From the records below, count the lines containing the word "siding" and give only that number.

**********

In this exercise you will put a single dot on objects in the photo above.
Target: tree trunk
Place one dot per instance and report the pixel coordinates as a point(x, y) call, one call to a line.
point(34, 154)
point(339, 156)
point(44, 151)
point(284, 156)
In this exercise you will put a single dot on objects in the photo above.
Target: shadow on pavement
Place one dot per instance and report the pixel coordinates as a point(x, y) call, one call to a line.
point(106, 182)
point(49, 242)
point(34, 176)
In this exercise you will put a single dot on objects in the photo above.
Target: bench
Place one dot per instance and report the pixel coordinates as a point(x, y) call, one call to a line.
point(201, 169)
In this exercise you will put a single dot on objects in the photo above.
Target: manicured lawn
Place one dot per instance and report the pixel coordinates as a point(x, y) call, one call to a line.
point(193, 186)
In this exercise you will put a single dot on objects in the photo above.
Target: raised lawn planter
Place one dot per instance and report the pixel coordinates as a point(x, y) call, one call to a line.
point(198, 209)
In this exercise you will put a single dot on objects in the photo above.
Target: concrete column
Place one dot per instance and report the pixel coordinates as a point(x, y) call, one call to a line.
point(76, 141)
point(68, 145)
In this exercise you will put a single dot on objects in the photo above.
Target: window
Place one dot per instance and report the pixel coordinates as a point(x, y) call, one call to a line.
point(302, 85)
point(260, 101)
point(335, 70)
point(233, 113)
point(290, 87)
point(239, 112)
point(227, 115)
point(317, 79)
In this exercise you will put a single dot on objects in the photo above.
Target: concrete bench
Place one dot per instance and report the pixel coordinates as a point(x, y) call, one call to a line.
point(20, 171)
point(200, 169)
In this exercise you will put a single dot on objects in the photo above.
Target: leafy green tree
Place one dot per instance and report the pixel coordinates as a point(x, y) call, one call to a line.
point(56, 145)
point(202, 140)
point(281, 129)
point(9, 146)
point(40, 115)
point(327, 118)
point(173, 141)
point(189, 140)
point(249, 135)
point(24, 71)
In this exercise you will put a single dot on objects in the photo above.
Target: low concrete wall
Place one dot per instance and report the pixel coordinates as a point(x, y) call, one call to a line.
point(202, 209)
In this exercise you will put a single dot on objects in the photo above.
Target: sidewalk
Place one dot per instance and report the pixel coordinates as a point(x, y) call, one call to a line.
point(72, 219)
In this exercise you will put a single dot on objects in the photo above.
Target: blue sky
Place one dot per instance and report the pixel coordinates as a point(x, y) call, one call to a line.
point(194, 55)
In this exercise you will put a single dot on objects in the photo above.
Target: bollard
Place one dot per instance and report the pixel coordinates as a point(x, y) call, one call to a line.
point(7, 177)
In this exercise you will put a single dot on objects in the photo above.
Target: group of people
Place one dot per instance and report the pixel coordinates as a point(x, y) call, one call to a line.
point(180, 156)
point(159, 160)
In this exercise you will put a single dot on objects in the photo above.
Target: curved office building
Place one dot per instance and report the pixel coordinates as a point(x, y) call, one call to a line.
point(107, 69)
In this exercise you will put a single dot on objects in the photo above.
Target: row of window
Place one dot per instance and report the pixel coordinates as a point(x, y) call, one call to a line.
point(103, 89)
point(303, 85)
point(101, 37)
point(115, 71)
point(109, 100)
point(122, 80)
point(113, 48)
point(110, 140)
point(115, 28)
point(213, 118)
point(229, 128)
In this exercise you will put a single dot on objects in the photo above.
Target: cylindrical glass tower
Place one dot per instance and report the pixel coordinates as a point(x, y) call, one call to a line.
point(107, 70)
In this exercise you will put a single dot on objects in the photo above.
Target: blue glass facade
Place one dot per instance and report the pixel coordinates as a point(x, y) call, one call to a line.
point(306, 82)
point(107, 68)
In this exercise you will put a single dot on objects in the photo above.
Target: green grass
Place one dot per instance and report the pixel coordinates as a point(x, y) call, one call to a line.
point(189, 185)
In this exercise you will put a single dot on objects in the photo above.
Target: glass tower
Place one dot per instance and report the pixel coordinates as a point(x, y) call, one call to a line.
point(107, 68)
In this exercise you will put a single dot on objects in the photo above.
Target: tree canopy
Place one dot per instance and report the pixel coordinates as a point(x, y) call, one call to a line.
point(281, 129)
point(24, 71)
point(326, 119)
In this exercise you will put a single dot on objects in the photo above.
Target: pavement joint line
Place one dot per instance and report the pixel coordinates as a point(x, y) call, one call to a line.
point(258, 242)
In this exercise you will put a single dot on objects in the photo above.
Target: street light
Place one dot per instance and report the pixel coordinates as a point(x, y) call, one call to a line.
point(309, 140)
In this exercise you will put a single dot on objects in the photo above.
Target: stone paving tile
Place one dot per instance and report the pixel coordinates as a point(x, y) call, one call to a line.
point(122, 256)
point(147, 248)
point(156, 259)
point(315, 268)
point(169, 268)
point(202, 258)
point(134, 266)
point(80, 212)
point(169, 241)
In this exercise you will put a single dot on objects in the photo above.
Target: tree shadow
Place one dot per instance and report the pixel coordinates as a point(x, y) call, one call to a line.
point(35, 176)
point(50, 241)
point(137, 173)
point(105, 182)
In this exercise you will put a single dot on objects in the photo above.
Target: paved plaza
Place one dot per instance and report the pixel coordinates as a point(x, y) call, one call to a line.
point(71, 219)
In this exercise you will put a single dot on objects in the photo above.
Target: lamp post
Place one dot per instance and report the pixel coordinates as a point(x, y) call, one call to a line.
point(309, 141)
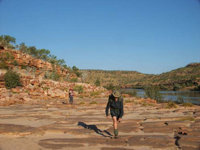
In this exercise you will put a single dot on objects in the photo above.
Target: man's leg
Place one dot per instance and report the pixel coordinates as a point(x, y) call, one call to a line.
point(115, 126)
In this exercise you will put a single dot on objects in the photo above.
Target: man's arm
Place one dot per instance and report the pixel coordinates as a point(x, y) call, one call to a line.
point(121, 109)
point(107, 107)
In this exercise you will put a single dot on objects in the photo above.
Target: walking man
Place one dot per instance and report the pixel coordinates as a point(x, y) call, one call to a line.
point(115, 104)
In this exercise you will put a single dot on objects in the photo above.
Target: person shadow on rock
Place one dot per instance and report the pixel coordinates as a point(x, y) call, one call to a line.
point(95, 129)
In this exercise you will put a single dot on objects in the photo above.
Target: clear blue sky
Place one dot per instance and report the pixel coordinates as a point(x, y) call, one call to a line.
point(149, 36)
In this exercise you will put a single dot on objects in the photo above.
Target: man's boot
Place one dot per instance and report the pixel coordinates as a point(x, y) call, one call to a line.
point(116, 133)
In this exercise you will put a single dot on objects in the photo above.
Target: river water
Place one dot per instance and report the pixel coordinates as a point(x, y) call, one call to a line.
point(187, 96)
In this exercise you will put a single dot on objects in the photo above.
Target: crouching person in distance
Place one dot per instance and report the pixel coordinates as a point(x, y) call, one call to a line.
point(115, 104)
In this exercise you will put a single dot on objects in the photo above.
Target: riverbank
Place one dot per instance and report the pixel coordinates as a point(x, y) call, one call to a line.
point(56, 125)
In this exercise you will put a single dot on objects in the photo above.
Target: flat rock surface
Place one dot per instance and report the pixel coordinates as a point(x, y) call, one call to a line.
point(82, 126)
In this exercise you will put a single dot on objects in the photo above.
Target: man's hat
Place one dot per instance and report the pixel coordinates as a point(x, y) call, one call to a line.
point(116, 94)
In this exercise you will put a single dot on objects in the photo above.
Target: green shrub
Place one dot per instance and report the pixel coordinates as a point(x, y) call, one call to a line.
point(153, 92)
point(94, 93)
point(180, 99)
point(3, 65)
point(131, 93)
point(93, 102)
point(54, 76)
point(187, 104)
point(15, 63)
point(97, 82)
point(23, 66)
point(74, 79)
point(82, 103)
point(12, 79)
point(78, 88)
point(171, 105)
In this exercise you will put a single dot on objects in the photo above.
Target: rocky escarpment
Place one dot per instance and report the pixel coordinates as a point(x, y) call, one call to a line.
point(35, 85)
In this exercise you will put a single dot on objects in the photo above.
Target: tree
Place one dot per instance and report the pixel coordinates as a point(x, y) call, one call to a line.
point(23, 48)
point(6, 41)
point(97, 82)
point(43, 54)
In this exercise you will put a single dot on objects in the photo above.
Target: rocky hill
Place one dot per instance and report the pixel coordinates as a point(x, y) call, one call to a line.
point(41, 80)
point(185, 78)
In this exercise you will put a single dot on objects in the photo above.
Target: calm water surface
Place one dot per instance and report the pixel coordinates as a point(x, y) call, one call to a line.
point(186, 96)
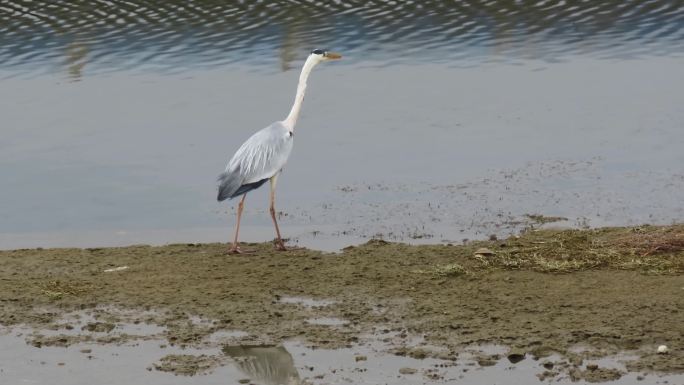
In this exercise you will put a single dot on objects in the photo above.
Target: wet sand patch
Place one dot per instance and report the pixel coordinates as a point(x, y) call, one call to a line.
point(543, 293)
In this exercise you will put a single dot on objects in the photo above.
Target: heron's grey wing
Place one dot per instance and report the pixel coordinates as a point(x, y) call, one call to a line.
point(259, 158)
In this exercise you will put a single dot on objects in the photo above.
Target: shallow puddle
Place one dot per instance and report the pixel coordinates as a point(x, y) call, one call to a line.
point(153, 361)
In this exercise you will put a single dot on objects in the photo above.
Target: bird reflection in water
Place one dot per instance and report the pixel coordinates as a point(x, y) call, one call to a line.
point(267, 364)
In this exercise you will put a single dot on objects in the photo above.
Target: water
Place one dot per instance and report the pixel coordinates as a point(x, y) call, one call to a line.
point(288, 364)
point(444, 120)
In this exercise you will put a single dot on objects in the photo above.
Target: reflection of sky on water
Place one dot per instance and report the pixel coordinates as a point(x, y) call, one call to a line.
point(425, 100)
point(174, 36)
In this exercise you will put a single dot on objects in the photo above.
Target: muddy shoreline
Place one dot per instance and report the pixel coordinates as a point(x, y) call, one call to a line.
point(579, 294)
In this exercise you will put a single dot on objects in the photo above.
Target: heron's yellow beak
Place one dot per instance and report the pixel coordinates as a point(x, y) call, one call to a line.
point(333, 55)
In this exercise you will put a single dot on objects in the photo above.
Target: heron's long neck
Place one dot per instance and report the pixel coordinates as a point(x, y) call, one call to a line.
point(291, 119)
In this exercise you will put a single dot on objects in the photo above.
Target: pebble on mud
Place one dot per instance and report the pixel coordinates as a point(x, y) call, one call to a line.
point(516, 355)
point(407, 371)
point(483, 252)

**********

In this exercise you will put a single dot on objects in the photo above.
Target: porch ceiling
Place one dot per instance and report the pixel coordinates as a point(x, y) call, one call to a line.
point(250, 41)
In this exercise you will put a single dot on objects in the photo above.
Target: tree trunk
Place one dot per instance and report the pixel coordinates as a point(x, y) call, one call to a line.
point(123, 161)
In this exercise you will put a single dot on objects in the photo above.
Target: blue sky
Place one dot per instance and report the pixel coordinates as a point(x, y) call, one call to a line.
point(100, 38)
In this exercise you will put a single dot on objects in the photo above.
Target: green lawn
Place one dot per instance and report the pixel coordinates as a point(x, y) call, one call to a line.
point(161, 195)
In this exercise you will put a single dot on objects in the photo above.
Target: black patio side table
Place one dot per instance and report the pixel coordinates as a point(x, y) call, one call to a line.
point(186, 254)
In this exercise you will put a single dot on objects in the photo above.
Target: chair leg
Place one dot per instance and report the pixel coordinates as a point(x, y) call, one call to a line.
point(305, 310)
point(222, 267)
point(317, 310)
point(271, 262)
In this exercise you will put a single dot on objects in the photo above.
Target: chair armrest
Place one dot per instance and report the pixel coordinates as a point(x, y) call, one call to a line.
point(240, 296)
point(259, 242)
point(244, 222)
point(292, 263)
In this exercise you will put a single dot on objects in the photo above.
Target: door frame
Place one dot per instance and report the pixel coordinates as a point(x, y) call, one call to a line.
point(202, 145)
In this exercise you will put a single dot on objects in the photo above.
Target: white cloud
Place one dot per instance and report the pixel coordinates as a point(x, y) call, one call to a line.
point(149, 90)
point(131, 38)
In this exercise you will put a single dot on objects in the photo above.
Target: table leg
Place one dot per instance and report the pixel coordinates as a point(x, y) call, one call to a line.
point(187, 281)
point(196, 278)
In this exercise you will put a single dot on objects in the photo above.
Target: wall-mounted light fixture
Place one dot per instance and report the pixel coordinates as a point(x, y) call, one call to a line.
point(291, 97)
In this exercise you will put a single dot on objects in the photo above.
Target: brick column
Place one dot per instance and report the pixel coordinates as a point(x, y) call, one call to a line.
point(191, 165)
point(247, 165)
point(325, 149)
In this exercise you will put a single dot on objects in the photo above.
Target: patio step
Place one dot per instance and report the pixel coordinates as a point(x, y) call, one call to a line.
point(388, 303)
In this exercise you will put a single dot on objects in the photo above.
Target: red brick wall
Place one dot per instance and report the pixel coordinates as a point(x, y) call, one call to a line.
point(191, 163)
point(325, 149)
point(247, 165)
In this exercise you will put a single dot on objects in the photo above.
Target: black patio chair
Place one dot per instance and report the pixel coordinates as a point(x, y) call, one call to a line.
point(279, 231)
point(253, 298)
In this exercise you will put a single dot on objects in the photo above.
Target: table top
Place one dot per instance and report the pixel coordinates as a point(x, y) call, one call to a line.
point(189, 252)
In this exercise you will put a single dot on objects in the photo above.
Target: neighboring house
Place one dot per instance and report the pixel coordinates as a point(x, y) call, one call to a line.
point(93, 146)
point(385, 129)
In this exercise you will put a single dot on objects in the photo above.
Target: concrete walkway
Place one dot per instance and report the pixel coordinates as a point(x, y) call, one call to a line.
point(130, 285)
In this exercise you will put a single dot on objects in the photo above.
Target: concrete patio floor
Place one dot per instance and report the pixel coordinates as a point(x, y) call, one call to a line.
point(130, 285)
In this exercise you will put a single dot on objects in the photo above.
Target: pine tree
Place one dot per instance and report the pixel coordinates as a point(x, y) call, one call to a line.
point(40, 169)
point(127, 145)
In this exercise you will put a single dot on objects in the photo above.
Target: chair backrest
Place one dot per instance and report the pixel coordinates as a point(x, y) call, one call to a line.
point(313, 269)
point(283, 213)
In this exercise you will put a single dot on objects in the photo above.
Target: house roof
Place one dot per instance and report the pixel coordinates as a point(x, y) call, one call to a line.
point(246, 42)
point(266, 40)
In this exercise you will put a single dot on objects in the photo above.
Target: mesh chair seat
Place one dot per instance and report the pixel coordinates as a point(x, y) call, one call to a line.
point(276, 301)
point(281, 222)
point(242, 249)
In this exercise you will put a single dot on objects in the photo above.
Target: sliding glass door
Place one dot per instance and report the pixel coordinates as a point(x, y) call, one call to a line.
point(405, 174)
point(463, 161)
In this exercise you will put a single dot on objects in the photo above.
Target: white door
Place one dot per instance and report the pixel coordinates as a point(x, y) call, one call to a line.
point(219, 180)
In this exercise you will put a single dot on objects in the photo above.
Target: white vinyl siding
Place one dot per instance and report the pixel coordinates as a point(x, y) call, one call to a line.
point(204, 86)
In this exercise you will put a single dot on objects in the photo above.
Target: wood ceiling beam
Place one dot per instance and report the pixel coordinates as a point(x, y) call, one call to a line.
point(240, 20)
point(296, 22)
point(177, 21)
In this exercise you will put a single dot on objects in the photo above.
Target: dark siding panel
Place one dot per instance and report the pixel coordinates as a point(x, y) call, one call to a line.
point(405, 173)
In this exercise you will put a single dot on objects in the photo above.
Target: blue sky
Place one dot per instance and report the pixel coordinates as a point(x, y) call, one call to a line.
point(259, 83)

**********

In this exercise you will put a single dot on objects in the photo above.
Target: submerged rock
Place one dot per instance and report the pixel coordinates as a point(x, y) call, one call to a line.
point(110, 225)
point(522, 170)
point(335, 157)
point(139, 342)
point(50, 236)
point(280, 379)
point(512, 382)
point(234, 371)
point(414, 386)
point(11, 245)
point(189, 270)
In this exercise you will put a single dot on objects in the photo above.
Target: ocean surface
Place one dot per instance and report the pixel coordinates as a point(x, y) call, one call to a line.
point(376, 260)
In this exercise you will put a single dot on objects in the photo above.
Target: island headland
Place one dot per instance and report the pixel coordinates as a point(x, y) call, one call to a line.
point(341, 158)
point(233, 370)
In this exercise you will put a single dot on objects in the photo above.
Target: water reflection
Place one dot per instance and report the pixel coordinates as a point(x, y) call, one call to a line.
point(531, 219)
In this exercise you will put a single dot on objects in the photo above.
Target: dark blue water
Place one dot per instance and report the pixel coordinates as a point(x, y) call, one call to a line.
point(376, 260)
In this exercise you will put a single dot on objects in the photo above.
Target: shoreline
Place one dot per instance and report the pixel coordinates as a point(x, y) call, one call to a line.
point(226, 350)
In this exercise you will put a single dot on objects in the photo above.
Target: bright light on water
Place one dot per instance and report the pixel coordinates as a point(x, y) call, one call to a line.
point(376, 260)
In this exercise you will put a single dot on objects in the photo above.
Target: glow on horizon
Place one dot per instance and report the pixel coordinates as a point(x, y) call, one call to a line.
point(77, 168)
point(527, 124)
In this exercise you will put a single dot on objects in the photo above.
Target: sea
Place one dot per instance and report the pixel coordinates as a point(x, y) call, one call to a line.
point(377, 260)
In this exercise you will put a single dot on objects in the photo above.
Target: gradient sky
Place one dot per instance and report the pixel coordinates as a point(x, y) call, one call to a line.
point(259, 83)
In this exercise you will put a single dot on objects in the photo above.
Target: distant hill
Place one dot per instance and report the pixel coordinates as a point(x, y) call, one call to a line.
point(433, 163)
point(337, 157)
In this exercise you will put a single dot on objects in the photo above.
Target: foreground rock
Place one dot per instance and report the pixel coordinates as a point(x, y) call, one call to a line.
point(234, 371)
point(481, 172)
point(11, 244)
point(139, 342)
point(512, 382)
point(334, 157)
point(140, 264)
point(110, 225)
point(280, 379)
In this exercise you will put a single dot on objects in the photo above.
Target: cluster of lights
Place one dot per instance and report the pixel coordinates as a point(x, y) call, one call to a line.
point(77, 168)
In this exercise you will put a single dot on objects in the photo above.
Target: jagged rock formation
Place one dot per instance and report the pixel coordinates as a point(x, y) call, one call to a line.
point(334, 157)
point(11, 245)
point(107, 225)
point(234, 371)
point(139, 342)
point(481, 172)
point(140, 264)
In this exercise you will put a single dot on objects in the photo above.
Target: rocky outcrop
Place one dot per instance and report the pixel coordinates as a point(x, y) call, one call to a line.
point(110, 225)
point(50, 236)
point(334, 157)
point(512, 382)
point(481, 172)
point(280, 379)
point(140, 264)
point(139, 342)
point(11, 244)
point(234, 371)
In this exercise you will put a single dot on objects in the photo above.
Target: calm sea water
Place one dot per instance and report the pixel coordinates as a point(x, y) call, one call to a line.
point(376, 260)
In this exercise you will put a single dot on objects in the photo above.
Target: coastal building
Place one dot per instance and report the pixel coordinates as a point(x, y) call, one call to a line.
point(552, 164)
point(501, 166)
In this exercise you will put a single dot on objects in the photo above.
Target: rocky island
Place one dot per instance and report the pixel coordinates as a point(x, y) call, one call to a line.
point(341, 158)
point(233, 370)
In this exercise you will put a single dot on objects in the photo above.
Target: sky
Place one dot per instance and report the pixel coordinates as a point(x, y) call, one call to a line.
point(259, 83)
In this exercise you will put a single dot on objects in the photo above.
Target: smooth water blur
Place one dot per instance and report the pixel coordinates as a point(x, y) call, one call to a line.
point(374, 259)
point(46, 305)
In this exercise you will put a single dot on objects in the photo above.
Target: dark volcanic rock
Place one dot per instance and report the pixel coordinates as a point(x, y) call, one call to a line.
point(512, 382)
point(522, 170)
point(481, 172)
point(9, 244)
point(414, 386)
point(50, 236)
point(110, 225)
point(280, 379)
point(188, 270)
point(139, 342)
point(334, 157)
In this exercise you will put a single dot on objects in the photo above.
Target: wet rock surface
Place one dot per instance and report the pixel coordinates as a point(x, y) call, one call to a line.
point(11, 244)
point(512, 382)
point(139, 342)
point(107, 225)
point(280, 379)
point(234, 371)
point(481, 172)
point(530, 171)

**********

- **Answer area**
2